DIRECTIONS FOR THIS TASK. Retype exactly the lines that run from the line with "shorts of opposing" to the final line of the entries, keeping both ends and nothing else.

Image outline annotation entries.
================================
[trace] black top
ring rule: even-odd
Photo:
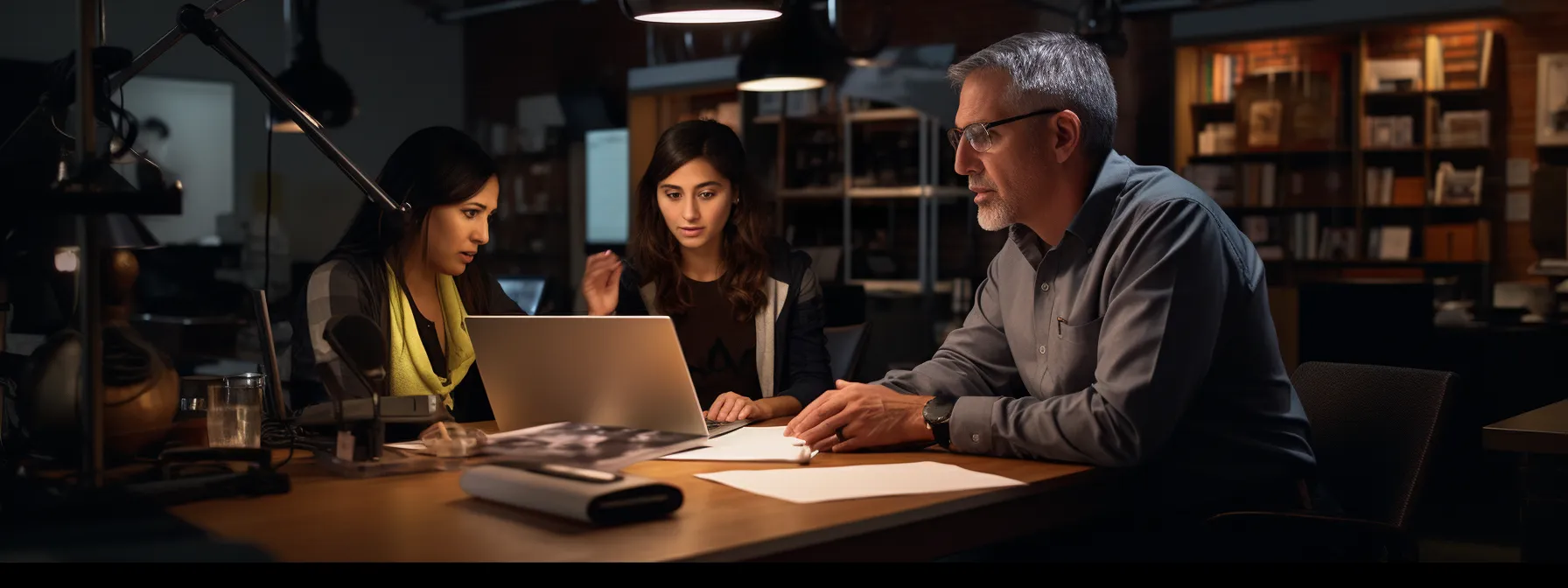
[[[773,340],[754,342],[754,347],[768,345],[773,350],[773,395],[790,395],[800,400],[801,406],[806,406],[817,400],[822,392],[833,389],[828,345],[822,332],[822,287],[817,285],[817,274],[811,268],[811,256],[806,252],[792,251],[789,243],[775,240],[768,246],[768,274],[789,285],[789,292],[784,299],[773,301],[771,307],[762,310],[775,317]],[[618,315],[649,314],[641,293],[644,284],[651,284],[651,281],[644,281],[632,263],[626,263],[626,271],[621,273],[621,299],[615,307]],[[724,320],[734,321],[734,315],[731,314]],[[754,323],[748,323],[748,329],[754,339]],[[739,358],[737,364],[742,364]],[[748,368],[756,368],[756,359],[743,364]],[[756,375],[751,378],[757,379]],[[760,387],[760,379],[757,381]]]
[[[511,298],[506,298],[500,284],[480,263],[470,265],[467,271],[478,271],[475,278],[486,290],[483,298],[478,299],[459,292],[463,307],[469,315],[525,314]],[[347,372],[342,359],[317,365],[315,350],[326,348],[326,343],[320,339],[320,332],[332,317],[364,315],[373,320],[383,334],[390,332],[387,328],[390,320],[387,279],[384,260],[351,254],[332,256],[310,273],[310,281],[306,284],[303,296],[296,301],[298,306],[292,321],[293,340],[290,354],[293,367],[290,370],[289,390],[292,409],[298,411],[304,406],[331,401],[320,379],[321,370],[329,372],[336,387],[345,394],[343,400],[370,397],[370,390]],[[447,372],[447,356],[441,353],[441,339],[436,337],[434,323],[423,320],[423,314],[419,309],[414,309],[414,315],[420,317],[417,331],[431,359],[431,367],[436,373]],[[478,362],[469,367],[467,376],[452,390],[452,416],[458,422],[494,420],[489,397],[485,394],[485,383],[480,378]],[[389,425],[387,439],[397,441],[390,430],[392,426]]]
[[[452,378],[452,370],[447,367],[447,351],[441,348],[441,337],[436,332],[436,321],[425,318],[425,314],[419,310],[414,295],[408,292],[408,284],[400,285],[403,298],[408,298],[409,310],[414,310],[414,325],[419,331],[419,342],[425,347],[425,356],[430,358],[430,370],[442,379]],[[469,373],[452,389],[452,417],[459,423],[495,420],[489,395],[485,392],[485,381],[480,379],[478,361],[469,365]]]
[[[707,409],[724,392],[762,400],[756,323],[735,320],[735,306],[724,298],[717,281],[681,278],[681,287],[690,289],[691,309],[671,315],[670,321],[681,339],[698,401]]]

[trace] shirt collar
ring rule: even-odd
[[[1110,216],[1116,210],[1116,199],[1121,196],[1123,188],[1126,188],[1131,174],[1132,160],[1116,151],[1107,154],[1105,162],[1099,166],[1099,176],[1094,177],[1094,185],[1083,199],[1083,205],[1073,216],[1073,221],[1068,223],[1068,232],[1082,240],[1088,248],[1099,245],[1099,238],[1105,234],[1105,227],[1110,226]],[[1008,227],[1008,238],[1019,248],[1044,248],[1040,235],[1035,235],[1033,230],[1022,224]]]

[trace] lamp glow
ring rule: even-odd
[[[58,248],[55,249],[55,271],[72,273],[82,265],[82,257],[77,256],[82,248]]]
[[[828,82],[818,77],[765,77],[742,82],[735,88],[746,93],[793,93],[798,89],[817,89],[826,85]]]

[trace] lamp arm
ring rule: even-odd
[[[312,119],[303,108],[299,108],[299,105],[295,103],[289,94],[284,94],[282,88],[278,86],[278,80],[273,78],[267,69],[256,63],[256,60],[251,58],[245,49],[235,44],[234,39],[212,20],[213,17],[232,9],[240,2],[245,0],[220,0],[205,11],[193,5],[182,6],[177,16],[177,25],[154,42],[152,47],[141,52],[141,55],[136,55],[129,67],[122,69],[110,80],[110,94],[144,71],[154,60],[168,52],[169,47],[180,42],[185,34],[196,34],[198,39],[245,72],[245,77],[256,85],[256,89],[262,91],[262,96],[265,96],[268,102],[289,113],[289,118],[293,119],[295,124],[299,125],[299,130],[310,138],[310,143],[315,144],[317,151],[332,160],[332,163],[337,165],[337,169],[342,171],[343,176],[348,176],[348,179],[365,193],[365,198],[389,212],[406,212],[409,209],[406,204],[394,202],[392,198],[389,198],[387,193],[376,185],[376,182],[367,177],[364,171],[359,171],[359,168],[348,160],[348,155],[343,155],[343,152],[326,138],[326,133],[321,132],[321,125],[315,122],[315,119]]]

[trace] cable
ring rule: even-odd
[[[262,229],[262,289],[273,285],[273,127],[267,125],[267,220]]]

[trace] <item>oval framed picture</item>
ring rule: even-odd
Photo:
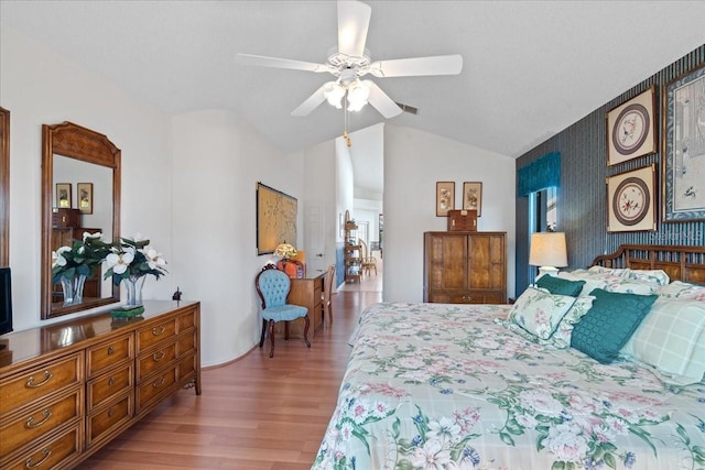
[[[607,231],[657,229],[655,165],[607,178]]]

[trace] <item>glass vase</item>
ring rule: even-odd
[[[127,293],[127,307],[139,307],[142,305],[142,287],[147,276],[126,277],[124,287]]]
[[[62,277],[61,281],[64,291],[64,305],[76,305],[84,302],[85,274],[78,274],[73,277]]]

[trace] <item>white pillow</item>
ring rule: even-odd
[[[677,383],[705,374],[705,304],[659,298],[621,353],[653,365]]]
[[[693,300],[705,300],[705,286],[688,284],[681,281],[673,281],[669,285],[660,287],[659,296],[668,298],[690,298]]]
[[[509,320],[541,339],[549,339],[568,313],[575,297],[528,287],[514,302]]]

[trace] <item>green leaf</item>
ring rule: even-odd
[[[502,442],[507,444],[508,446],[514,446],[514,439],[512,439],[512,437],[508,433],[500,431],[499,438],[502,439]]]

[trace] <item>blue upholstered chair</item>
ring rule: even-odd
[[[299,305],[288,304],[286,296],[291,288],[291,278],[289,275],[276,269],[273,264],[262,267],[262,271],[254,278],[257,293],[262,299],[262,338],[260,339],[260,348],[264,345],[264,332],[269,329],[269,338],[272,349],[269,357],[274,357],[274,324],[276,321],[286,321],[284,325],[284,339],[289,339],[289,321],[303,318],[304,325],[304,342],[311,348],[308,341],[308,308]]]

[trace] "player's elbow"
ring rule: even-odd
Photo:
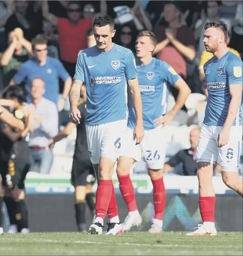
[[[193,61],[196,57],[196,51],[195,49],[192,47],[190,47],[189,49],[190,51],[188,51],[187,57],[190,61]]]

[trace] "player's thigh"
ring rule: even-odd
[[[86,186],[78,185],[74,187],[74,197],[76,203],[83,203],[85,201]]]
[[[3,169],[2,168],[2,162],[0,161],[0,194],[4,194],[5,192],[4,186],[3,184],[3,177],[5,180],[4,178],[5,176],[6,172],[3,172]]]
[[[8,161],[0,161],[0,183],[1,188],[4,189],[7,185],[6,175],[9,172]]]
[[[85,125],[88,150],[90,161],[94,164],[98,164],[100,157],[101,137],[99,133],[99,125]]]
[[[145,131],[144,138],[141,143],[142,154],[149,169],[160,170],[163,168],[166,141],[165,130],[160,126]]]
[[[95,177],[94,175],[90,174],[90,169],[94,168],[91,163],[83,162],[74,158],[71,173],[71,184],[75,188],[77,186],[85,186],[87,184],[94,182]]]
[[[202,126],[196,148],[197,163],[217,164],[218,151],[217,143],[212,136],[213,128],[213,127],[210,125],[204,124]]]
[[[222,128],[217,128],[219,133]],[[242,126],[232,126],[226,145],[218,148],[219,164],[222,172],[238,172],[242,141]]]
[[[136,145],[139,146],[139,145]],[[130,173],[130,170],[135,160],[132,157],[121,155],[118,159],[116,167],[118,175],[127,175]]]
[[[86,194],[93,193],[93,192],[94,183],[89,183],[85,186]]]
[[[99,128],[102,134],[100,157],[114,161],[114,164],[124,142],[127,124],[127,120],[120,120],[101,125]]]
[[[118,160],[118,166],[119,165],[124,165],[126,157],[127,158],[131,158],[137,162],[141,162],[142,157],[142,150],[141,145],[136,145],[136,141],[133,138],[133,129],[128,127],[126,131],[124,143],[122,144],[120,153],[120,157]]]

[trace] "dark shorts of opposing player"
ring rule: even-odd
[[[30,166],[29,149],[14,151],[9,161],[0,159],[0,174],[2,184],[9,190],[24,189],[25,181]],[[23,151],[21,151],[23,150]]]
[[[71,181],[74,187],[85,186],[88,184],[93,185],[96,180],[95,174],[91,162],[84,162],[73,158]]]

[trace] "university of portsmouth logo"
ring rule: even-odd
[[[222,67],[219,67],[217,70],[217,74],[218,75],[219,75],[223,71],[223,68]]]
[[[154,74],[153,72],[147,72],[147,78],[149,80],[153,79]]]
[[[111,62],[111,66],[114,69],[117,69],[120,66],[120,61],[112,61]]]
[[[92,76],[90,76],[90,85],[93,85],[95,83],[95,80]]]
================================
THE SOLUTION.
[trace] "dark shorts of opposing player"
ring rule: even-odd
[[[30,166],[29,149],[14,151],[9,161],[0,159],[0,174],[2,184],[9,190],[24,189],[25,181]],[[23,151],[21,151],[23,150]]]
[[[71,181],[74,187],[85,186],[88,184],[93,185],[96,180],[95,174],[91,162],[84,162],[73,158]]]

[trace] "university of portsmouth logo"
ring rule: even-odd
[[[222,67],[219,67],[217,70],[217,74],[218,75],[219,75],[223,71],[223,68]]]
[[[154,74],[153,72],[147,72],[147,78],[149,80],[153,79]]]
[[[111,62],[111,66],[114,69],[117,69],[120,66],[120,61],[112,61]]]
[[[92,76],[90,76],[90,85],[93,85],[95,83],[95,80]]]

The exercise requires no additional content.